- [REQUIREMENTS]: Quote all of the data below in full, line for line, without changing anything.

____________________

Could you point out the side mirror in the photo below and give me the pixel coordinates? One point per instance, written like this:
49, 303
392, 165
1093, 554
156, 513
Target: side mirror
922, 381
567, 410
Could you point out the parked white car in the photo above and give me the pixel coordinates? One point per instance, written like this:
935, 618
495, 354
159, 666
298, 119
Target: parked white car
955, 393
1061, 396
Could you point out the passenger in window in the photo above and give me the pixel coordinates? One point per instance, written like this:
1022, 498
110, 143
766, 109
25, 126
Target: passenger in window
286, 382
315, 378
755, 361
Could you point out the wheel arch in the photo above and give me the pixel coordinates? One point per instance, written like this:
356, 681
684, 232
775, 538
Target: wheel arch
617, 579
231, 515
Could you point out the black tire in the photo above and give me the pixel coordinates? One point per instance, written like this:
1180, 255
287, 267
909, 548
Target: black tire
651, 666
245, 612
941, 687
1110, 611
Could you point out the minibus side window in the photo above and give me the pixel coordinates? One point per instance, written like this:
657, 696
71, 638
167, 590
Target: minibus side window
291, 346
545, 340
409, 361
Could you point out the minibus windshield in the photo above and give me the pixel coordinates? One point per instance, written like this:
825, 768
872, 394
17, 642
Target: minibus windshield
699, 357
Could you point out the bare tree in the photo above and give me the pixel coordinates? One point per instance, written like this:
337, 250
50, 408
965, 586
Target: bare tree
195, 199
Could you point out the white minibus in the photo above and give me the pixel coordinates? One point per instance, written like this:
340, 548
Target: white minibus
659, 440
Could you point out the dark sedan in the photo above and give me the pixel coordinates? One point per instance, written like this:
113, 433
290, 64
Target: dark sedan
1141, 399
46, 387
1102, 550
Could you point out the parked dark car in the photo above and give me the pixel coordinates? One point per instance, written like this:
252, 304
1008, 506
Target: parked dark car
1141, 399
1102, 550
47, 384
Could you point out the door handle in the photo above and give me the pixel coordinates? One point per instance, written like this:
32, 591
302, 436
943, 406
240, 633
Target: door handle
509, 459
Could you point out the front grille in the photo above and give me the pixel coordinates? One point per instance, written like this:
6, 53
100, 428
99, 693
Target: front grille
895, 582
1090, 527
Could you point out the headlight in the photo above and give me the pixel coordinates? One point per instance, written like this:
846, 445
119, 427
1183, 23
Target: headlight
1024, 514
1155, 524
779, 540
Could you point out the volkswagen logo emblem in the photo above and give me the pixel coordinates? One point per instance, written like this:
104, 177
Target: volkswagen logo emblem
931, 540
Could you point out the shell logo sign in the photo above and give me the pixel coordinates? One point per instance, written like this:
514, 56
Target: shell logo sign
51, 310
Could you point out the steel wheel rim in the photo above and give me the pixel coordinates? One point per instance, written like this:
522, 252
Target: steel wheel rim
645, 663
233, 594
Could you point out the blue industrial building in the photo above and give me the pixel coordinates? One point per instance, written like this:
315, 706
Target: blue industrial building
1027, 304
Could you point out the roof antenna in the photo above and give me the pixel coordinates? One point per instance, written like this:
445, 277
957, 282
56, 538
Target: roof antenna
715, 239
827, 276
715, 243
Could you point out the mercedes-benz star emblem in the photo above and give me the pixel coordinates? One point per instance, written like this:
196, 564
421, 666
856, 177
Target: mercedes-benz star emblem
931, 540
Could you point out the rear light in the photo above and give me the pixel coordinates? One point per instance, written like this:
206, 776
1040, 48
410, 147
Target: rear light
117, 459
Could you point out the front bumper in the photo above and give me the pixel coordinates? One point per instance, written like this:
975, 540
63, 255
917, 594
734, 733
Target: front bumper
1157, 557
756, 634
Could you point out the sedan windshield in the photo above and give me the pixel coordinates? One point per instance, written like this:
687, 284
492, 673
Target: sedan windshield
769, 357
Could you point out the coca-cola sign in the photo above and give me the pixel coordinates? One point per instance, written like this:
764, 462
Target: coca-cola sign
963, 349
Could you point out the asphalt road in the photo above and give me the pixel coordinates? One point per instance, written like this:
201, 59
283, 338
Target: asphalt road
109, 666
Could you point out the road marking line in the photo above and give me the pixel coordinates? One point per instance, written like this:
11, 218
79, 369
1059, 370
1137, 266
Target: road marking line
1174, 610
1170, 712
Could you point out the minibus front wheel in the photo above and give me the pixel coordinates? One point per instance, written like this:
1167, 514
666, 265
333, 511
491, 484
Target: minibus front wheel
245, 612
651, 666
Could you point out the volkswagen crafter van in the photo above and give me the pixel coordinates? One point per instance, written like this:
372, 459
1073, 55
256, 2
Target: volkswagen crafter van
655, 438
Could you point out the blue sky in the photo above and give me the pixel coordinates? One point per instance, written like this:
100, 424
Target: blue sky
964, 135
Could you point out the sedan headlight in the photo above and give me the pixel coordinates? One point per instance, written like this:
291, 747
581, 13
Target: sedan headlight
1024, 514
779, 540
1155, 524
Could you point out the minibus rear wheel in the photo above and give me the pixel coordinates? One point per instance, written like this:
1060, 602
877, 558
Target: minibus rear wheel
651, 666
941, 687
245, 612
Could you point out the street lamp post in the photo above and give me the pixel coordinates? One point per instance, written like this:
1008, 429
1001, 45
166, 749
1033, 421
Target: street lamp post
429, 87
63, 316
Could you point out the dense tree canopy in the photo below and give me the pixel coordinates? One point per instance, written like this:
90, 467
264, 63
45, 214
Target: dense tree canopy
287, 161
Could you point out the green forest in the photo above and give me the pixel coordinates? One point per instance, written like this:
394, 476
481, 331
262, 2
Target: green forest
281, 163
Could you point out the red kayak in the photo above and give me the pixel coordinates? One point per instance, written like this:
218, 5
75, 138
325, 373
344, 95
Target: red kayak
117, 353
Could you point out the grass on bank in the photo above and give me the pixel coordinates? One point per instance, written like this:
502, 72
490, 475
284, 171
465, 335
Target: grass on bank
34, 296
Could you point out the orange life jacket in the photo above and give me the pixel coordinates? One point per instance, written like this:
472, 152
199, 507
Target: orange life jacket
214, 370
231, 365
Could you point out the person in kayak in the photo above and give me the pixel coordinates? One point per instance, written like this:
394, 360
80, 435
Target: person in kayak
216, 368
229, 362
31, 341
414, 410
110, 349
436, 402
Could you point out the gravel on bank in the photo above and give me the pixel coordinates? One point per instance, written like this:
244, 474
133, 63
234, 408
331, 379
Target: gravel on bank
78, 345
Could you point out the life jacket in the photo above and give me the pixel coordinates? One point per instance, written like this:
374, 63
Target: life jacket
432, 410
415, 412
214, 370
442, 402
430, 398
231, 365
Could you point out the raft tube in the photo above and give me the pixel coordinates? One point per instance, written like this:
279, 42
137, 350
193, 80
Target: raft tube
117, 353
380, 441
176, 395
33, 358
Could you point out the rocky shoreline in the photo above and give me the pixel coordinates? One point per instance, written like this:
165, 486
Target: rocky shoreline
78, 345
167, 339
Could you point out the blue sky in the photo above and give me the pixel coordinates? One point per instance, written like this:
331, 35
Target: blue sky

____________________

- [EXERCISE SOLUTION]:
Could you point out the side mirror in the photo below and give me the pixel coordinates? One point per instance, written like this:
49, 303
392, 165
1093, 554
156, 513
Target: side mirror
922, 381
567, 410
Could you point out the parked white car in the photo above and give me the pixel coordinates? One point per instance, written like this:
935, 618
495, 354
159, 666
298, 119
Target: parked white car
955, 393
1061, 396
Could you point out the passenger in window in the photo above and give me the pixel coordinates? One point per instance, written like this:
1022, 498
110, 143
766, 109
25, 126
Target: passenger in window
286, 382
315, 378
755, 361
Could you point out the wheel arch in the photo above and give me the pixel coordinates? One point per instance, written like this:
356, 681
684, 232
775, 538
Target: wheel arch
617, 579
231, 515
Could you point out the black tire in the photo above and give me the pixel coordinates? One point per instance, written like this:
1180, 255
287, 267
909, 548
Target: black tire
651, 666
245, 612
941, 687
1110, 611
Could you point out the minibus side window in the photo above and give me the pixel coordinates? One point per instance, written like this:
657, 696
71, 638
167, 590
Target: minibus side window
291, 346
545, 340
409, 361
Could you point out the minibus windshield in the photo above and give me the pixel coordinates? One point per instance, written like this:
825, 768
872, 394
17, 642
Target: minibus windshield
699, 357
Could you point out the bare tree in the photo above and give me the pixel coordinates? One point per instance, written like this:
337, 250
50, 408
965, 586
Target: bare tree
195, 199
Could you point out the white minibus in the photo above and give me the pixel coordinates? One point per instance, written like this:
340, 548
Target: white minibus
659, 440
Could you point out the dark sedan in the photo above and give me the pixel coordinates? One point per instance, written like this:
113, 433
290, 64
Target: dark sedan
1141, 399
46, 387
1102, 550
Could you point out the parked dark car in the photo above and give me the pixel coordinates? One point per instance, written like this:
252, 304
1008, 506
Target: parked dark car
1141, 399
1102, 550
47, 384
Could you point out the door handle in the photo above and give me the pixel coordinates? One point per instance, written like this:
32, 591
302, 436
943, 406
240, 633
Target: door handle
509, 459
Could you point out the front grille in the photo above and give me the pixel coordinates? One point per instance, written like this:
6, 53
100, 428
99, 693
Target: front grille
895, 582
1090, 527
Could you point out the headlight in the photo above and give me the pixel coordinates? One point per instance, written like this:
846, 445
119, 427
1183, 23
Target: headlight
1024, 514
1155, 524
779, 540
Could you point out the volkswagen logo emblem in the photo above and give me the pixel coordinates? One point per instance, written like this:
104, 177
Target: volkswagen logo emblem
931, 540
Could you point out the shell logo sign in the photo above and give me the pixel coordinates? One point per instance, written like this:
514, 56
Target: shell logo sign
51, 310
Could you point out the steel wheel rim in the photo above and give me the pixel coordinates? One point per instance, written like this:
522, 252
Target: steel wheel rim
645, 663
233, 594
Could you point out the blue industrial building in the photo above and give me the pixel coordinates? One point per instance, written like this:
315, 706
Target: blue industrial building
1027, 304
Could you point out the roof antenna in the photo above and give me the pixel coordinates? One point per instance, written like this:
445, 277
957, 282
56, 538
Target: roof antenna
715, 239
827, 276
715, 243
Could you point out the mercedes-benz star emblem in the photo above and give me the pixel coordinates? One point per instance, written like this:
196, 564
421, 666
856, 177
Target: mercedes-benz star emblem
931, 540
Could you point out the rear light in the photo above and give me the pixel coordinates? One point per instance, written like this:
206, 776
1040, 48
410, 147
Target: rear light
117, 459
Could you point out the front bumper in the photo above and give me the pixel coordinates? One point per instance, written like this:
975, 540
63, 255
917, 594
734, 733
Target: front bumper
1157, 557
756, 634
Could you point out the sedan windshield in the photo above and give me the pixel coordinates? One point per instance, written like this:
687, 284
492, 673
Target: sedan windshield
769, 357
Could you point out the coca-cola sign in the photo above and give me the pixel coordinates? One point per instance, written like this:
764, 462
Target: coca-cola sign
963, 349
Could you point out the asphalt road in the photo above and give me the pixel coordinates? One point per instance, written like this:
201, 59
283, 338
Target: asphalt road
109, 666
Could you point out the road marking line in the photo above and give me the pixel coordinates? One point per instance, written like this:
11, 218
79, 369
1059, 370
1137, 266
Target: road marking line
1174, 610
1170, 712
Could you point out the minibus front wheel in the photo above and give me the pixel coordinates? One point per instance, written like this:
1167, 514
666, 265
333, 511
491, 484
Target: minibus front wheel
245, 612
651, 666
Could you point out the volkswagen crafter van in the photo above and give me the pixel coordinates? One point per instance, written like this:
372, 459
1073, 55
256, 2
Target: volkswagen crafter van
655, 438
Could you point out the blue sky in the photo above and give me the pixel coordinates? One point per instance, written like this:
100, 424
Target: blue sky
964, 135
Could you point out the sedan headlight in the photo above and give me the pixel coordinates? One point per instance, written like this:
291, 747
581, 13
Target: sedan headlight
1024, 514
779, 540
1155, 524
Could you point out the minibus rear wheel in the photo above and give me the pixel coordinates? One point per instance, written like this:
1060, 602
877, 558
Target: minibus rear wheel
651, 666
941, 687
245, 612
Could you point out the street lamp post in the photo above and give me the pixel coordinates? One point per instance, written like this:
1008, 429
1001, 45
166, 749
1033, 421
Target: street lamp post
429, 87
63, 316
Could you point out the dense tree canopy in the photo below and give me the pixel coordinates? One point per instance, written like this:
90, 467
264, 63
45, 214
Target: dense tree canopy
287, 161
Could you point out the green forest in the photo above and give me the pixel coordinates? One point per instance, written like this:
394, 476
481, 331
262, 2
Target: green forest
281, 163
Could you point out the red kayak in the photo above and give me the pixel coordinates? One point per instance, written like this:
218, 5
75, 138
325, 373
344, 95
Target: red kayak
117, 353
Could you point out the grass on bank in the photo above and give me the pixel coordinates? One point per instance, written like this:
502, 72
490, 475
284, 171
465, 335
Target: grass on bank
34, 296
Could you point out the orange life jacket in the photo above and give me the pixel coordinates? One point per instance, written like this:
472, 152
199, 507
Target: orange life jacket
214, 370
231, 365
Could you point out the person in kayak in the photo above and give me the pixel coordinates? One point per instance, written like this:
394, 360
80, 435
Target: person in kayak
216, 368
229, 362
31, 341
414, 410
110, 349
436, 402
Could you point out the gravel on bank in the photo above and give me the pixel coordinates? One point per instance, written like this:
244, 474
133, 63
234, 408
331, 379
Target: gravel on bank
78, 345
Could you point out the life jacket in the photo above and give me the pixel coordinates? One point per instance, written like this:
374, 63
Target: life jacket
432, 410
415, 412
214, 370
442, 402
430, 398
231, 365
Could you point out the raft tube in the photo above and give me the pixel coordinates? One point per instance, written like this:
279, 42
137, 350
193, 80
Target: raft tube
117, 353
380, 441
176, 395
33, 358
Could you point out the rocky shoreline in the photo above and give me the pixel coordinates? One point per instance, written like this:
165, 486
Target: rocky shoreline
78, 345
167, 339
Could you point out the blue sky in the photo above and give me the pixel coordinates? One point per instance, written like this:
331, 35
Target: blue sky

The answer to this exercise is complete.